Transcribe the material in full, exactly as written.

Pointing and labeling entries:
-------
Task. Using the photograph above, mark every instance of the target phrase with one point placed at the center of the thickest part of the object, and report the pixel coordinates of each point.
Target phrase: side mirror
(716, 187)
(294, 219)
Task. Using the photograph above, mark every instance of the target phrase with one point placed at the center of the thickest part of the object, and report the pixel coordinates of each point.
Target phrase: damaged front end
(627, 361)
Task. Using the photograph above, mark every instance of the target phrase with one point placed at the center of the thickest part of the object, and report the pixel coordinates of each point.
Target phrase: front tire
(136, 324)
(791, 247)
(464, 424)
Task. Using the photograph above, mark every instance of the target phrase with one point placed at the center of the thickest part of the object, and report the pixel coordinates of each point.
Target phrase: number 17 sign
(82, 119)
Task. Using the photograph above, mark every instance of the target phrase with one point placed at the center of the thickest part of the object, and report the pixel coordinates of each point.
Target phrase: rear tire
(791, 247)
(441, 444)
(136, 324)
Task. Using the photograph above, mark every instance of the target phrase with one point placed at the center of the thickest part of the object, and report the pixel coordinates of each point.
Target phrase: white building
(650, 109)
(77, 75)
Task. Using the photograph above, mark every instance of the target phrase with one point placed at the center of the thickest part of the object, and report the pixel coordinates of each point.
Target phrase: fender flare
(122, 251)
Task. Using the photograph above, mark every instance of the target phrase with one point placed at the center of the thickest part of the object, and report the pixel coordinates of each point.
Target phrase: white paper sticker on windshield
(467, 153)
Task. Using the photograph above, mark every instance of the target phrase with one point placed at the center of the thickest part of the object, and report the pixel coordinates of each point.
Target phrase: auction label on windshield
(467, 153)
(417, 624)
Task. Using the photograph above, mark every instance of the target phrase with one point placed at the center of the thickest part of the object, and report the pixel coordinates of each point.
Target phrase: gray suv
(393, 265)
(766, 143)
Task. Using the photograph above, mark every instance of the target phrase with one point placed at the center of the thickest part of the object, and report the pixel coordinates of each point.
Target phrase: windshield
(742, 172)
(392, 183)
-------
EXERCISE SOLUTION:
Task. Using the photograph above, mark every instance of the target phrase with one point placed at the center of the thickest part of the object, and report the pixel coordinates of each point.
Target phrase: side mirror
(716, 187)
(294, 219)
Task. Using the photograph above, mark every instance of the target phrase with one point placed at the center of the thickest part of the object, and report the pixel coordinates of each point.
Target phrase: damaged front end
(627, 361)
Task. Using the photograph above, mark every instance of the target phrase with one point placed at the center of the thickest part of the object, and report the pixel coordinates of each point.
Target phrase: front tire
(136, 324)
(791, 247)
(464, 424)
Task. Using the photograph above, mark every instance of the target phrase with one point placed at the center of the thickest part of the object, and report the pixel coordinates of each point.
Target phrase: number 17 sign
(82, 119)
Task. Using the photograph above, mark every instance of the target phrase with one point placed at the center of the thickest part of the object, and report the pixel coordinates of each point.
Target phrase: rear tire
(791, 247)
(441, 444)
(136, 324)
Task. Using the photograph above, mark every instance of the target phrase with one point placed at the center of the thickest part of the object, and report the pixel coordinates of each point.
Target phrase: white building
(650, 109)
(77, 75)
Task. Using the photograph above, mark every instance of the target phrase with one point placed at the center of the thickest part of the object, and report the pixel coordinates of each point.
Target phrase: fender flare
(122, 251)
Task. Using the photograph above, mark every instance of the target phrase with one point placed at the center of the thickest part of the object, and report the pixel coordinates of each point.
Target phrase: white paper sticker on windshield
(467, 153)
Task. Using the photograph above, mark every instance of the target phrase with one point placed at the center of the thickest part of the object, and report the pixel coordinates of each point.
Target phrase: auction label on windshield
(467, 153)
(417, 624)
Task. Using the photograph above, mark every instance of the target phrase with one point placed at the center of the thickest part of the object, and report the pixel coordinates of each point.
Target phrase: gray suv
(393, 265)
(766, 143)
Task. Using the photograph above, mark every instance of the target phrase with one point placed at the center of the thickest part of the object, and report the pixel coordinates of each point.
Target phrase: windshield
(742, 172)
(392, 183)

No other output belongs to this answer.